• Information shown:
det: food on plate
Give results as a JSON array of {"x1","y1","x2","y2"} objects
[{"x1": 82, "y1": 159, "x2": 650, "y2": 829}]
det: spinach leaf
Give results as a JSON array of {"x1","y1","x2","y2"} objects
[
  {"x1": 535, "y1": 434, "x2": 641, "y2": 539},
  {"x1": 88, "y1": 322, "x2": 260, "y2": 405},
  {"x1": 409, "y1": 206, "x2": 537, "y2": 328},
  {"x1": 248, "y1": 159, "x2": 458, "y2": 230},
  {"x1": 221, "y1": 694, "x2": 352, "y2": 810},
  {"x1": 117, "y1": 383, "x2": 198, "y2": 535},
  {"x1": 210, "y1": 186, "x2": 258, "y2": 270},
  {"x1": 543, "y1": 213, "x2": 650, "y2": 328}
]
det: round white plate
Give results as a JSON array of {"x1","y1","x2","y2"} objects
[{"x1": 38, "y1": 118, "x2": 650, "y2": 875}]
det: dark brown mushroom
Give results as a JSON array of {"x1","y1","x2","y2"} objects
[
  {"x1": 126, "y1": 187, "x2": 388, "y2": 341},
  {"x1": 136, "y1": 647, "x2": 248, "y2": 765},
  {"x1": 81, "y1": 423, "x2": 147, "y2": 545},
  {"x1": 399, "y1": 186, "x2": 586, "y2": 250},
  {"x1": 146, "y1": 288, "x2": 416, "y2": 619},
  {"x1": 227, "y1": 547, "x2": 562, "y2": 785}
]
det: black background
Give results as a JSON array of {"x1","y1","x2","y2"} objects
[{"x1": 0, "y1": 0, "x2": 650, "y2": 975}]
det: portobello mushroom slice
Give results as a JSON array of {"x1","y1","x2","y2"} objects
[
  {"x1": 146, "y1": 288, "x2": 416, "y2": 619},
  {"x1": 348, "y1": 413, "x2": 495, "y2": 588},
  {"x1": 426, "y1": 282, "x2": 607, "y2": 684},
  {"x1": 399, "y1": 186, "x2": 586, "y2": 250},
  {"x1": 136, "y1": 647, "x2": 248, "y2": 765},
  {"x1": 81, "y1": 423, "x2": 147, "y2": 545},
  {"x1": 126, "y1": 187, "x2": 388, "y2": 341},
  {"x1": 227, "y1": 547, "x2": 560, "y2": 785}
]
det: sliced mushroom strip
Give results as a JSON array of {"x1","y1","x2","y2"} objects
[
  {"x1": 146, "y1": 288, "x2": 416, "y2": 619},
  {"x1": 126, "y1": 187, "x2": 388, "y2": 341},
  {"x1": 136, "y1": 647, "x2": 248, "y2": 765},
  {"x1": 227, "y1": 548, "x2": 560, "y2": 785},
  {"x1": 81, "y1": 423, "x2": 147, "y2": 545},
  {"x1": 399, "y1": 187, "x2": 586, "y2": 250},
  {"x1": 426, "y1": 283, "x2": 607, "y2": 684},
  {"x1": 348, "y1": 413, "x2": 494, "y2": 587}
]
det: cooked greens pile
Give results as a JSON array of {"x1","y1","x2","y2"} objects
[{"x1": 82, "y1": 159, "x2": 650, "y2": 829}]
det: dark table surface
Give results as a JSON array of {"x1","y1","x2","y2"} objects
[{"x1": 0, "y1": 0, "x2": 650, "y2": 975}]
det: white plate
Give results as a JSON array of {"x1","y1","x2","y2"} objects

• Task goal: Replace "results" with "coordinates" in the lines of the records from the line containing "det: cooked greens pile" through the end, and write out only those lines with nothing else changed.

• Solution for this exercise:
det: cooked greens pile
Give coordinates as a JSON array of {"x1","y1","x2","y2"} objects
[{"x1": 82, "y1": 159, "x2": 650, "y2": 829}]
det: dark table surface
Give coordinates as a JSON array of {"x1","y1","x2","y2"} objects
[{"x1": 0, "y1": 0, "x2": 650, "y2": 975}]
det: white plate
Give coordinates as a JSON array of {"x1","y1","x2","y2"} objects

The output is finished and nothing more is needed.